**Instructions for the task**:
Could you output all of the records below exactly as they appear?

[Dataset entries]
━━━━
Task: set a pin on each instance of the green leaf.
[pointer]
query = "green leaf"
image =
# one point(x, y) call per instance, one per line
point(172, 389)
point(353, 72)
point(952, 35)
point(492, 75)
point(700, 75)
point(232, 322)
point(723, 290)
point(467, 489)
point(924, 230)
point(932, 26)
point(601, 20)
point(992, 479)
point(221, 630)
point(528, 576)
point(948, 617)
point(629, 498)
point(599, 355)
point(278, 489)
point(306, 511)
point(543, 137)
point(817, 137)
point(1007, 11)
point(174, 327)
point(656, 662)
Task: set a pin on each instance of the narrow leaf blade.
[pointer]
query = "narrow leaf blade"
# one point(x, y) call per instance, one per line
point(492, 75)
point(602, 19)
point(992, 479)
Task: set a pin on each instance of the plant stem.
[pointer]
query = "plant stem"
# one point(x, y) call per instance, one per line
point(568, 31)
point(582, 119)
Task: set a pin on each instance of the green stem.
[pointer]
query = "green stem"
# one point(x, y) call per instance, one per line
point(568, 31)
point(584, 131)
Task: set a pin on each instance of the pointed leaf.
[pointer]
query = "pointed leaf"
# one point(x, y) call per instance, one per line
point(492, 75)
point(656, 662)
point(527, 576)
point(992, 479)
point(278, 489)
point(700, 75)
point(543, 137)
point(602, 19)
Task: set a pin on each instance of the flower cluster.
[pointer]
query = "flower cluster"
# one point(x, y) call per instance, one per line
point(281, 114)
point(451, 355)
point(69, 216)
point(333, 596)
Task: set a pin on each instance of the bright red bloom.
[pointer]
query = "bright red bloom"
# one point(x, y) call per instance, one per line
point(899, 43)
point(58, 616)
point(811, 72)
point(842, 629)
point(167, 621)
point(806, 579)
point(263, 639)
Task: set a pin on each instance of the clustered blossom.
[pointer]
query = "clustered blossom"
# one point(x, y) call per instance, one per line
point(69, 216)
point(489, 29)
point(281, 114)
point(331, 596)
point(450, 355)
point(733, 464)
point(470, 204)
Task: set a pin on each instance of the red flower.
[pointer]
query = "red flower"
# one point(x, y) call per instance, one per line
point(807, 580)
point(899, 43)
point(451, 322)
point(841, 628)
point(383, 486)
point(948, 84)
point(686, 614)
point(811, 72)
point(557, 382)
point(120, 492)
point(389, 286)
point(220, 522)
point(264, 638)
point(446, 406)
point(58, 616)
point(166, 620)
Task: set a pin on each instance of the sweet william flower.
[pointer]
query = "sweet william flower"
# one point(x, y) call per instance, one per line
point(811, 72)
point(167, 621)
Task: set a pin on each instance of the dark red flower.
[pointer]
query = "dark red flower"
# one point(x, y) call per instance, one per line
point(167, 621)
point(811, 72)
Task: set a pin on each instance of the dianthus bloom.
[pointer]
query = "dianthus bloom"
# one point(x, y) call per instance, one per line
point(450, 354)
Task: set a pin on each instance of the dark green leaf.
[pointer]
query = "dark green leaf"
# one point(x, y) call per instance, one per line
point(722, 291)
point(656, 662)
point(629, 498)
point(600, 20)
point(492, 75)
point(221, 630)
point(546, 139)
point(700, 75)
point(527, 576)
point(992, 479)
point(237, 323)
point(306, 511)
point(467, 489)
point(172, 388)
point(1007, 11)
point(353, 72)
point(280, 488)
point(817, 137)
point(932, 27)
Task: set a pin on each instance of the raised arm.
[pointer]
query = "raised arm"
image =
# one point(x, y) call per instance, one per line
━━━━
**Answer for the task**:
Task: set a pin on each instance of the green leaf.
[pointer]
query = "green leaf"
image =
# one point(x, y) call per instance, one per line
point(172, 389)
point(353, 72)
point(952, 35)
point(492, 75)
point(700, 75)
point(232, 322)
point(723, 290)
point(467, 489)
point(924, 230)
point(932, 26)
point(601, 20)
point(992, 479)
point(221, 630)
point(528, 576)
point(948, 617)
point(629, 498)
point(599, 355)
point(278, 489)
point(306, 511)
point(543, 137)
point(817, 137)
point(1007, 11)
point(174, 327)
point(656, 662)
Task: set a pin on each instance of the narrow leaf blade.
[pointer]
query = "narrow leaf blade"
# one point(x, y) call per instance, one per line
point(492, 75)
point(602, 19)
point(992, 479)
Task: set a pin on each instance of the plant stem.
[pointer]
query = "plant stem"
# one point(x, y) call per instance, one per line
point(568, 31)
point(582, 119)
Task: set a pin on each instance of the green stem.
[pointer]
query = "green stem"
# one point(x, y) call per instance, one per line
point(568, 31)
point(584, 131)
Task: set a pin on each instance of the pointed leaf.
[pointer]
query = "pointed leaf"
# one point(x, y) call per instance, one per line
point(492, 75)
point(656, 662)
point(527, 576)
point(992, 479)
point(278, 489)
point(700, 75)
point(543, 137)
point(602, 19)
Task: set a pin on each instance of the flower cluster.
[pointer]
query = "flower cluster"
# one point(x, y) call per instance, one per line
point(281, 114)
point(451, 355)
point(69, 216)
point(333, 596)
Task: set a pin on each instance of the bright red bloom.
[pointer]
query = "bright red bloom"
# one point(x, y) call per instance, one per line
point(899, 43)
point(58, 616)
point(811, 72)
point(842, 629)
point(167, 621)
point(806, 579)
point(263, 639)
Task: set a pin on each instance of the clustered blossom.
[pointer]
query = "clustered blossom"
# one point(x, y) call per instance, one per line
point(69, 216)
point(489, 29)
point(281, 114)
point(331, 596)
point(450, 355)
point(733, 464)
point(470, 204)
Task: set a pin on each instance of the red flower.
[pointer]
query = "red flower"
# one point(x, y) call per instance, one per line
point(807, 580)
point(899, 43)
point(451, 322)
point(841, 628)
point(383, 486)
point(948, 84)
point(686, 614)
point(811, 72)
point(557, 382)
point(120, 492)
point(389, 286)
point(220, 522)
point(264, 638)
point(446, 406)
point(58, 616)
point(166, 620)
Task: set a pin on each instance of the sweet william flower.
[pointer]
query = "sweet william flower"
# one point(x, y) call per instance, one per line
point(811, 72)
point(167, 621)
Task: set a pin on each instance of the dark red flower.
[pointer]
query = "dark red flower"
# one point(x, y) call per instance, one per line
point(167, 621)
point(811, 72)
Task: set a pin on each instance of the dianthus bloom.
[pointer]
query = "dianthus bloom"
# one point(x, y) call per instance, one per line
point(450, 354)
Task: set a pin on each instance of the dark green leaf.
[pointer]
query = "dark green leaf"
# one point(x, y) call per instance, one per line
point(722, 291)
point(656, 662)
point(629, 498)
point(600, 20)
point(492, 75)
point(221, 630)
point(546, 139)
point(700, 75)
point(527, 576)
point(992, 479)
point(237, 323)
point(306, 511)
point(467, 489)
point(172, 388)
point(1007, 11)
point(353, 72)
point(280, 488)
point(817, 137)
point(932, 27)
Task: set a pin on each instance of the raised arm.
[pointer]
query = "raised arm"
image =
# one point(x, y) call per instance, one per line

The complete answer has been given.